◆ **Your assignment**: An exact repetition of every entry, with no images, is the required answer.

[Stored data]

--- START ---

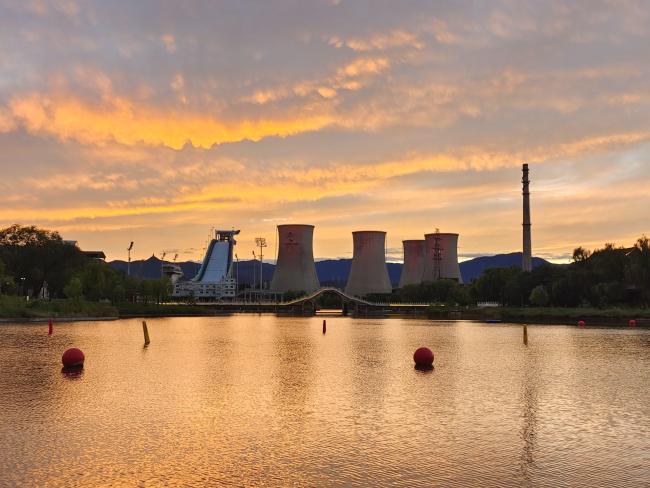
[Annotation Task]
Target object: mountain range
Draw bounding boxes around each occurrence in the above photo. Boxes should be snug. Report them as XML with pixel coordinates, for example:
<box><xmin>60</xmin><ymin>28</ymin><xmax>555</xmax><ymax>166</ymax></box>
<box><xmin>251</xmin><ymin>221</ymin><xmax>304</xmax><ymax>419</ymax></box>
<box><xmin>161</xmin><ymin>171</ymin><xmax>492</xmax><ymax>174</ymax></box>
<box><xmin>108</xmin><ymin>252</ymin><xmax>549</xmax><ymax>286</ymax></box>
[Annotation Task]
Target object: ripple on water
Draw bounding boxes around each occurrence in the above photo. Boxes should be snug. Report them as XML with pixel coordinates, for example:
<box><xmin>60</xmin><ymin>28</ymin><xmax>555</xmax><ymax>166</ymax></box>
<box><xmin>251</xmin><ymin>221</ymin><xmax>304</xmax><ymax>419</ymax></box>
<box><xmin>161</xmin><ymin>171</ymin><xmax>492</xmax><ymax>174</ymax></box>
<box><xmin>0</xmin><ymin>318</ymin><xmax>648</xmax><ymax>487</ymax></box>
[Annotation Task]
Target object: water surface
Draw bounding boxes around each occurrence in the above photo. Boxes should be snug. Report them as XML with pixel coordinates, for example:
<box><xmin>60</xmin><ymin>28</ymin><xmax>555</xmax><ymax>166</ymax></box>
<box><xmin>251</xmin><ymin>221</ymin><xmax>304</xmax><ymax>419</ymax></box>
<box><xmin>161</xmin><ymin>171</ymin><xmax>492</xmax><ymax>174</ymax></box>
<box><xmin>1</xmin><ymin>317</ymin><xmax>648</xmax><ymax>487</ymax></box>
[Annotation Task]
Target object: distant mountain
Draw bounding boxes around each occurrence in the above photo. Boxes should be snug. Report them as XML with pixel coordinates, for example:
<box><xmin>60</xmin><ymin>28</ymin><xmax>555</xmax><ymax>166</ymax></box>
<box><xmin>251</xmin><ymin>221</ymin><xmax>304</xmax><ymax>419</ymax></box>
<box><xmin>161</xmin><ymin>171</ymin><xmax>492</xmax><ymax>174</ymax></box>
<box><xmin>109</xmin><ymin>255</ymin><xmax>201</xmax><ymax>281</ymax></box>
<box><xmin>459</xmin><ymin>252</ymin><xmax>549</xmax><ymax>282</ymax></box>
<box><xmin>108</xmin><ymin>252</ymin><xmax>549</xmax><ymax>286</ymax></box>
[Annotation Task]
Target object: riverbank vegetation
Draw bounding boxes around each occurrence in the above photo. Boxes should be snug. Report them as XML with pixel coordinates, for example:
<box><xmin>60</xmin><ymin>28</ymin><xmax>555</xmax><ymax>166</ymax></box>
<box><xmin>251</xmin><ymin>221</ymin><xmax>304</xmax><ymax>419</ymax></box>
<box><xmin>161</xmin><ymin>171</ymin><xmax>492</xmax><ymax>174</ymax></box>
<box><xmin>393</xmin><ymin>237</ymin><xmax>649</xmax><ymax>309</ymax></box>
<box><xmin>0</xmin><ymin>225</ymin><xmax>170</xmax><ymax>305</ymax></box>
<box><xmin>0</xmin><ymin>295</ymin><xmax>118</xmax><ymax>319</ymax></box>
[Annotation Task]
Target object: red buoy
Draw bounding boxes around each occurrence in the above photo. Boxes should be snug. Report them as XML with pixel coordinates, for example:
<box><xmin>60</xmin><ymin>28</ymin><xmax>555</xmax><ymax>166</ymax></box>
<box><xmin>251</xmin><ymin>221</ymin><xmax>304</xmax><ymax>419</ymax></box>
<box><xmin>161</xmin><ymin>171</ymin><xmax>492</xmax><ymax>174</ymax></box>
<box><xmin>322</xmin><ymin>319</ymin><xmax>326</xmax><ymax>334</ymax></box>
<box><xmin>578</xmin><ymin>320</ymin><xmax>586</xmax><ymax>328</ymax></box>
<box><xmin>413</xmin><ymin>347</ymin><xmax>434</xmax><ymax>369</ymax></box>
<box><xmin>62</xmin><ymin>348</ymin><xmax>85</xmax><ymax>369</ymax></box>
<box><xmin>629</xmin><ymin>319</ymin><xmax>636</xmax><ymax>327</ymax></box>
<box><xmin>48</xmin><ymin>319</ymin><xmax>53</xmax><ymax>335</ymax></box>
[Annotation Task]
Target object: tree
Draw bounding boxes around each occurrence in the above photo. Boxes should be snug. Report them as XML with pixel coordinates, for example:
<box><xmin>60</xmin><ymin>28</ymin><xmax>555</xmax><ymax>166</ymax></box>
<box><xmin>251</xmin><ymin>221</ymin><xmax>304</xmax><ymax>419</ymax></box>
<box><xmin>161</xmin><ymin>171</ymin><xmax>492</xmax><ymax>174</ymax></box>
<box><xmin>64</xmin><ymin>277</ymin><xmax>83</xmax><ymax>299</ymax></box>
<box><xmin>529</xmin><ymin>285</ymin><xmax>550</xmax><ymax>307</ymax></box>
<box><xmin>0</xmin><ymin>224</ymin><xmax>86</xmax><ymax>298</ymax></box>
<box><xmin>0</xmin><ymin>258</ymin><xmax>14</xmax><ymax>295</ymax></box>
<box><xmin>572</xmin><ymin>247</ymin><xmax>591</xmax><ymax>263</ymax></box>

--- END ---

◆ **Answer space**:
[Annotation Task]
Target object: mountain range
Draw bounding boxes around each occurrence in the above photo. Boxes should be snug. Report them as XML with pixel coordinates, for example:
<box><xmin>60</xmin><ymin>28</ymin><xmax>555</xmax><ymax>166</ymax></box>
<box><xmin>251</xmin><ymin>221</ymin><xmax>304</xmax><ymax>419</ymax></box>
<box><xmin>161</xmin><ymin>171</ymin><xmax>492</xmax><ymax>174</ymax></box>
<box><xmin>108</xmin><ymin>252</ymin><xmax>549</xmax><ymax>286</ymax></box>
[Annotation Task]
Target object: ripple on water
Draw bounding boxes around each occurrence in the above photo. Boxes should be snug. Report them as XML with pixel coordinates, for example:
<box><xmin>60</xmin><ymin>28</ymin><xmax>555</xmax><ymax>166</ymax></box>
<box><xmin>251</xmin><ymin>221</ymin><xmax>304</xmax><ymax>419</ymax></box>
<box><xmin>161</xmin><ymin>171</ymin><xmax>492</xmax><ymax>174</ymax></box>
<box><xmin>0</xmin><ymin>318</ymin><xmax>648</xmax><ymax>487</ymax></box>
[Annotation Task]
Target object: water surface
Draw bounding boxes around each occurrence in the above photo. Boxes should be snug. Report them as XML with pixel coordinates, for example:
<box><xmin>60</xmin><ymin>28</ymin><xmax>555</xmax><ymax>166</ymax></box>
<box><xmin>251</xmin><ymin>221</ymin><xmax>304</xmax><ymax>419</ymax></box>
<box><xmin>161</xmin><ymin>171</ymin><xmax>492</xmax><ymax>174</ymax></box>
<box><xmin>1</xmin><ymin>317</ymin><xmax>648</xmax><ymax>487</ymax></box>
[Annotation Task]
Target object: distant mountain
Draw bounding boxes around each occurrence in the above photo. Boxes should be snug. Report them as XML with pixel coordinates, for example:
<box><xmin>60</xmin><ymin>28</ymin><xmax>555</xmax><ymax>166</ymax></box>
<box><xmin>251</xmin><ymin>221</ymin><xmax>304</xmax><ymax>419</ymax></box>
<box><xmin>161</xmin><ymin>171</ymin><xmax>492</xmax><ymax>174</ymax></box>
<box><xmin>109</xmin><ymin>255</ymin><xmax>201</xmax><ymax>281</ymax></box>
<box><xmin>459</xmin><ymin>252</ymin><xmax>549</xmax><ymax>282</ymax></box>
<box><xmin>108</xmin><ymin>252</ymin><xmax>549</xmax><ymax>286</ymax></box>
[Annotation Task]
Target object: riverbank vegetation
Draw bounding boxes around each occurrence in the above photo. Boxes should be snug. Report them as XML with pixel coordinates, for example:
<box><xmin>60</xmin><ymin>28</ymin><xmax>555</xmax><ymax>166</ymax></box>
<box><xmin>251</xmin><ymin>221</ymin><xmax>304</xmax><ymax>419</ymax></box>
<box><xmin>161</xmin><ymin>171</ymin><xmax>492</xmax><ymax>174</ymax></box>
<box><xmin>393</xmin><ymin>237</ymin><xmax>649</xmax><ymax>309</ymax></box>
<box><xmin>0</xmin><ymin>225</ymin><xmax>170</xmax><ymax>305</ymax></box>
<box><xmin>0</xmin><ymin>295</ymin><xmax>118</xmax><ymax>319</ymax></box>
[Annotation Task]
Target object: red buoy
Draw bounding boxes around each occurrence in the above photo. Boxes should be snug. Report them as XML with pixel coordinates, for example:
<box><xmin>60</xmin><ymin>28</ymin><xmax>555</xmax><ymax>166</ymax></box>
<box><xmin>251</xmin><ymin>221</ymin><xmax>304</xmax><ymax>419</ymax></box>
<box><xmin>161</xmin><ymin>171</ymin><xmax>492</xmax><ymax>174</ymax></box>
<box><xmin>322</xmin><ymin>319</ymin><xmax>326</xmax><ymax>334</ymax></box>
<box><xmin>578</xmin><ymin>320</ymin><xmax>586</xmax><ymax>328</ymax></box>
<box><xmin>413</xmin><ymin>347</ymin><xmax>434</xmax><ymax>369</ymax></box>
<box><xmin>62</xmin><ymin>348</ymin><xmax>85</xmax><ymax>369</ymax></box>
<box><xmin>629</xmin><ymin>319</ymin><xmax>636</xmax><ymax>327</ymax></box>
<box><xmin>48</xmin><ymin>319</ymin><xmax>53</xmax><ymax>335</ymax></box>
[Annotation Task]
Target object: tree
Draw bounding boxes around each occurrence in the above photo. Boxes should be snug. Report them as XML with pixel coordinates, for example:
<box><xmin>60</xmin><ymin>28</ymin><xmax>555</xmax><ymax>166</ymax></box>
<box><xmin>251</xmin><ymin>221</ymin><xmax>304</xmax><ymax>419</ymax></box>
<box><xmin>161</xmin><ymin>171</ymin><xmax>492</xmax><ymax>174</ymax></box>
<box><xmin>64</xmin><ymin>277</ymin><xmax>83</xmax><ymax>299</ymax></box>
<box><xmin>529</xmin><ymin>285</ymin><xmax>550</xmax><ymax>307</ymax></box>
<box><xmin>0</xmin><ymin>224</ymin><xmax>86</xmax><ymax>298</ymax></box>
<box><xmin>0</xmin><ymin>258</ymin><xmax>14</xmax><ymax>295</ymax></box>
<box><xmin>572</xmin><ymin>247</ymin><xmax>591</xmax><ymax>263</ymax></box>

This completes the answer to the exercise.